YOUR GOAL – Rewrite the listing below as a numbered list with one line per entry, and leave out any blank lines.

RECORDS PROVIDED –
####

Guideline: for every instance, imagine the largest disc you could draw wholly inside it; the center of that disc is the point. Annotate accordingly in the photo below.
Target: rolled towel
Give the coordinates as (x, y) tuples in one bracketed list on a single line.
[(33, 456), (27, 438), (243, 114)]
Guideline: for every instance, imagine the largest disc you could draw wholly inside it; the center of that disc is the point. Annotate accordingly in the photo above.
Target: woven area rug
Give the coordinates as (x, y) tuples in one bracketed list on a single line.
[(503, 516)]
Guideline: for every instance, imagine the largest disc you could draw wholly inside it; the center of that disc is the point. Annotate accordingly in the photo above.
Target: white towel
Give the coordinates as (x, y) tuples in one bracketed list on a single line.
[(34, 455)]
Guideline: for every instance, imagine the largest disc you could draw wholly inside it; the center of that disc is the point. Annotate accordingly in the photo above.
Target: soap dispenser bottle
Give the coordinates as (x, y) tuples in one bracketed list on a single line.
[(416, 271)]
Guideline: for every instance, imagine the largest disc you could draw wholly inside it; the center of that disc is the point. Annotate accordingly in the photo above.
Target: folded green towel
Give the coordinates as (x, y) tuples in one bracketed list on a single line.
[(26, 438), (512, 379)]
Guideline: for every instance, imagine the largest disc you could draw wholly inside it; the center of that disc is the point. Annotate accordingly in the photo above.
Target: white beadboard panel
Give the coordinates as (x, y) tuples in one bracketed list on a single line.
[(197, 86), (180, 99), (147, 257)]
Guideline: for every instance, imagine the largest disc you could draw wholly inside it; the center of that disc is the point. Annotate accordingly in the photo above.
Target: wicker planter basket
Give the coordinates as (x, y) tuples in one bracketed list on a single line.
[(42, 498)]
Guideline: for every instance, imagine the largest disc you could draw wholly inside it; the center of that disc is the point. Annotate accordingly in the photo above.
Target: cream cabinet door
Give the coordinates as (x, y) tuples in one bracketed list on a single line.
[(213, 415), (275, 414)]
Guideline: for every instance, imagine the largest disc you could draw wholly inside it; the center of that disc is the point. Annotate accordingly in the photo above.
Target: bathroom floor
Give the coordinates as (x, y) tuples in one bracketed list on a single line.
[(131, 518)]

####

EXERCISE RESULT –
1. Guideline: for every instance, imagine the largest disc you could draw wholly inside it; the center of that disc is the point. Annotate accordingly in the photo below.
2. Target: rolled towel
3. Give the coordinates as (x, y) tuples in one bracketed list on a single line.
4. [(33, 456), (27, 438), (243, 114)]
5. Guideline: for every instance, imagine the largest disc you could draw wholly inside it; the center of that disc is the point. Annotate accordingly in the photo above.
6. Target: woven area rug
7. Give the coordinates as (x, y) tuples in one bracketed list on a single line.
8. [(503, 516)]
9. Guideline: for every instance, imagine the largest disc you could draw wholly inside it; the center of that disc is the point. Annotate accordingly in the photo above.
10. Target: white towel
11. Give the coordinates as (x, y) tuples in one bracketed list on a single line.
12. [(34, 455)]
13. Guideline: for every instance, imagine the largest disc you could draw wholly inside it; the center of that disc is the point. Annotate accordingly in the photo above.
14. Target: soap dispenser bottle
15. Give the coordinates as (x, y) tuples in one bracketed list on a single line.
16. [(416, 271)]
17. Guideline: for every instance, imagine the largest disc you could draw wholly inside it; the center of that disc is the point. Annotate accordingly in the photo above.
18. Target: folded green towel
19. Give the coordinates as (x, y) tuples in one bracketed list on a single line.
20. [(26, 438), (512, 379)]
21. Guideline: for every instance, imagine the largest disc you could draw wholly inside it; the center of that disc is the point. Annotate accordingly in the photo above.
22. Target: white beadboard panel
23. Give the coordinates as (x, y) tuples in one bracketed list on a single line.
24. [(197, 86), (180, 99), (147, 257)]
25. Guideline: for every instance, imagine the largest disc you could draw wholly inside it; the center of that disc is the point. Annotate accordingly in the photo above.
26. Target: wicker planter basket
27. Give the coordinates as (x, y) tuples in one bracketed list on a single line.
28. [(42, 498)]
29. Guideline: for every instance, imagine the largest disc you could draw wholly inside it; the center of that disc is the point. Annotate accordingly in the photo above.
30. Target: cream cabinet door
31. Give the coordinates as (x, y) tuples in one bracketed list on a single line.
32. [(213, 415), (275, 414)]
33. Guideline: for every instance, imagine the largest disc you could draw wholly inside it; the center of that disc is the point. Annotate accordingly in the photo above.
34. Target: bathroom floor
35. Give the coordinates as (x, y) tuples in one bracketed list on a single line.
36. [(131, 518)]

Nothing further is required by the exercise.